_Stated task_
Pull out every line below that contains the word "kind", and treat uppercase and lowercase letters as different.
^^^^^^^^^^^^^^^^
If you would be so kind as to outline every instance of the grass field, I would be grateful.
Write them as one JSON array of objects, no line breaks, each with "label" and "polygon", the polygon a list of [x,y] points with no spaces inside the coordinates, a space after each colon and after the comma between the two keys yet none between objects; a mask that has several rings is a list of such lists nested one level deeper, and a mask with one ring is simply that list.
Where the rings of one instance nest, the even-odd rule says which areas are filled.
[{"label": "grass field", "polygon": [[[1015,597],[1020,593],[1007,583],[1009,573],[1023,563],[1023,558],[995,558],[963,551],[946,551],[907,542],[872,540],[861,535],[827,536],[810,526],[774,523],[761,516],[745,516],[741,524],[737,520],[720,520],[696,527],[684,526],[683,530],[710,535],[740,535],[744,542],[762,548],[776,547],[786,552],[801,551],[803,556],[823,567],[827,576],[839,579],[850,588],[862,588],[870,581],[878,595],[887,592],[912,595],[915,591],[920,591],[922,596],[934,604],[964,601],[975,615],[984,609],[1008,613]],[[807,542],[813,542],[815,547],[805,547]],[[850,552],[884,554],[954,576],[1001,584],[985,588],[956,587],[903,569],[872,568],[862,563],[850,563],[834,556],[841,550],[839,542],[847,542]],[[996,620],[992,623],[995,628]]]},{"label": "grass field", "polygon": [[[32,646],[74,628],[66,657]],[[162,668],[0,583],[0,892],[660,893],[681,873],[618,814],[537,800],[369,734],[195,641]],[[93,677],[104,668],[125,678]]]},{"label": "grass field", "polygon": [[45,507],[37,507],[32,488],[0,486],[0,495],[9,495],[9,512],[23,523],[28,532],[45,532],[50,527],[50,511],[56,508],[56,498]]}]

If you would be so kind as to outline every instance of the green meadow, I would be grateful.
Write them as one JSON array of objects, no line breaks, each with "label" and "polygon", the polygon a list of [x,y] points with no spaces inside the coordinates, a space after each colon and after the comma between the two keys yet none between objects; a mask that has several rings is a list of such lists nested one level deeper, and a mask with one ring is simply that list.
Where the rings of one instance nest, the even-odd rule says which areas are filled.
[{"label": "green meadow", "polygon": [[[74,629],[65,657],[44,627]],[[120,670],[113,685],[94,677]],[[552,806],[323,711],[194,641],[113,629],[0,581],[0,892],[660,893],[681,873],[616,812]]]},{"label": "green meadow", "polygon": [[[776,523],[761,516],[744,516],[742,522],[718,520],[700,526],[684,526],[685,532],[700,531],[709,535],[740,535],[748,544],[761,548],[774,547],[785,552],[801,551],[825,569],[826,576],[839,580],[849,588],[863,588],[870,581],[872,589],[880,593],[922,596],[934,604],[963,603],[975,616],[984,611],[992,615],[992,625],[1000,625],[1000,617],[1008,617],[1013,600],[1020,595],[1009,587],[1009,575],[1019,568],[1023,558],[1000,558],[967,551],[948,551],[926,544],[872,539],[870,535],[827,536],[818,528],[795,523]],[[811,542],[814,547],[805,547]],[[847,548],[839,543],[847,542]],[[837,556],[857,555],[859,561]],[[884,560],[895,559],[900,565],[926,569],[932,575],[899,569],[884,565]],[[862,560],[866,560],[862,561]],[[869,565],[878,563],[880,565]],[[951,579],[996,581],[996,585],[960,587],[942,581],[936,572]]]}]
^^^^^^^^^^^^^^^^
_Result for this task_
If you would be so kind as to outline every instance of the grass field, I would be grateful.
If you would be so kind as to outline every instance of the green meadow, I would be grateful.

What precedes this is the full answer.